(Point-per-instance localization data)

----

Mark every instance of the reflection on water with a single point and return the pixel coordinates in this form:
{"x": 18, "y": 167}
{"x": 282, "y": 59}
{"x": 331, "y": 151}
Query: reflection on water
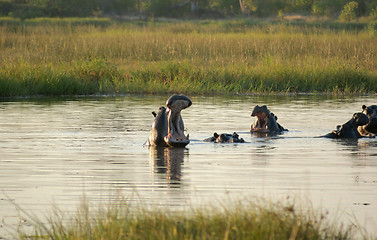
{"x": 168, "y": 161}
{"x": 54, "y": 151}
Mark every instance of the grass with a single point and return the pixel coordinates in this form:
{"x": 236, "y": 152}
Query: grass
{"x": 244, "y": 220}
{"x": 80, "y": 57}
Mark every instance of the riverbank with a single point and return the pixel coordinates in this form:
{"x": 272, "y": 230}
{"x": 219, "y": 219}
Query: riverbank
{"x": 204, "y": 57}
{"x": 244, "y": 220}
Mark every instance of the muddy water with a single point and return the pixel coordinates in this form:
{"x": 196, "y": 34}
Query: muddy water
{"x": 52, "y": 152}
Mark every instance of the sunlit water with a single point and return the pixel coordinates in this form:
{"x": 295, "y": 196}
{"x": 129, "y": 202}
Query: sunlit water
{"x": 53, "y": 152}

----

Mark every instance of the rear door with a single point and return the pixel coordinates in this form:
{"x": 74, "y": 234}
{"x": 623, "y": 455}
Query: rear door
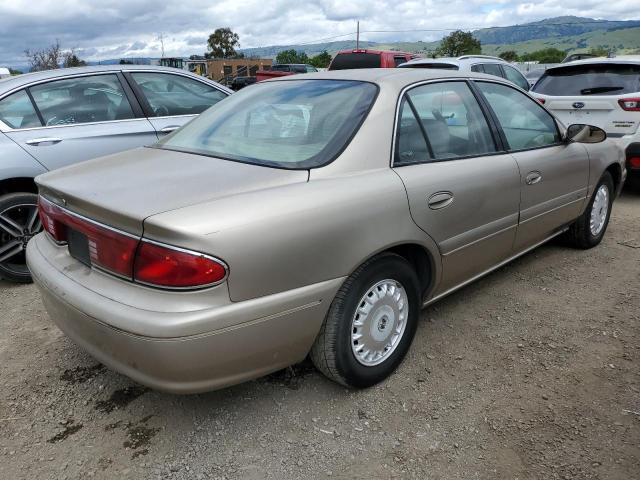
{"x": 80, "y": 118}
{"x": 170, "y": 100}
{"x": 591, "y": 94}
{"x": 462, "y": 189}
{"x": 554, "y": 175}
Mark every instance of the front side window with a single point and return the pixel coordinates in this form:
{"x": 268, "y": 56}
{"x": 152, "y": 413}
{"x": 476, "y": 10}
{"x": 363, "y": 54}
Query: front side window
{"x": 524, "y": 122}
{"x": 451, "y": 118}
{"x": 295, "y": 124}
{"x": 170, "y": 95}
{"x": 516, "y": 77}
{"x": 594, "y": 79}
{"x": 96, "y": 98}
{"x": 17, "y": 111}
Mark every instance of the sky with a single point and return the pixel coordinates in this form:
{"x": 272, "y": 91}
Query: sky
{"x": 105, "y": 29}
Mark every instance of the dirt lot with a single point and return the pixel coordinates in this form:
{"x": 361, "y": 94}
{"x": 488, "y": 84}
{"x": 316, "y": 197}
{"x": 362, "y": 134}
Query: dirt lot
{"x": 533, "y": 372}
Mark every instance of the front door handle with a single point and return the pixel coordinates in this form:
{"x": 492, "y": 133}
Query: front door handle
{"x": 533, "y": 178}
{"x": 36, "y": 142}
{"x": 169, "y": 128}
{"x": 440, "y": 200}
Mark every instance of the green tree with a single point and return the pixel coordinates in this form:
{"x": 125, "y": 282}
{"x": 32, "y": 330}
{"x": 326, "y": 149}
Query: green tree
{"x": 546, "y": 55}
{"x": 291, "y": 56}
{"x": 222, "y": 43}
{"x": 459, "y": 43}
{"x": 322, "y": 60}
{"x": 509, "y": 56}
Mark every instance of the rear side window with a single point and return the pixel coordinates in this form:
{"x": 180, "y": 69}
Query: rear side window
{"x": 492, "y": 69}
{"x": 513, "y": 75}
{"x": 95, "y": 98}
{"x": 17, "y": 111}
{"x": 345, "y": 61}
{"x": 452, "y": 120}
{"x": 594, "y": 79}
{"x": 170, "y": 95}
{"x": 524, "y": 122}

----

EXERCISE: Each line from the one that contains "Mark every instance of the reflection" down to the one that contains "Mark every instance of the muddy" is to be returned exactly as it stands above, both ends included, with pictures removed.

PROBLEM SOLUTION:
Mark every instance of the reflection on water with a single point and return the pixel coordinates in this form:
{"x": 18, "y": 167}
{"x": 282, "y": 59}
{"x": 331, "y": 151}
Query: reflection on water
{"x": 168, "y": 161}
{"x": 54, "y": 151}
Mark every instance of the grass with a single point and return the pixel coordinates in this form:
{"x": 236, "y": 152}
Query: grass
{"x": 244, "y": 220}
{"x": 80, "y": 57}
Mark every instance of the riverbank with a single point and return the pixel coordinates in this form:
{"x": 272, "y": 230}
{"x": 219, "y": 219}
Query: riverbank
{"x": 204, "y": 57}
{"x": 244, "y": 220}
Mark every instance of the muddy water with a single point and return the pixel coordinates in this form:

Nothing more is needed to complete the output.